■ Assignment ■
The required output is every record, written out exactly.

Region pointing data
>>>

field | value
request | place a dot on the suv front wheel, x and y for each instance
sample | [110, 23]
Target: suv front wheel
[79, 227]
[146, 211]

<<<

■ Answer section ■
field | value
request | place a dot on the suv front wheel, x and y for each instance
sample | [110, 23]
Target: suv front wheel
[79, 227]
[146, 211]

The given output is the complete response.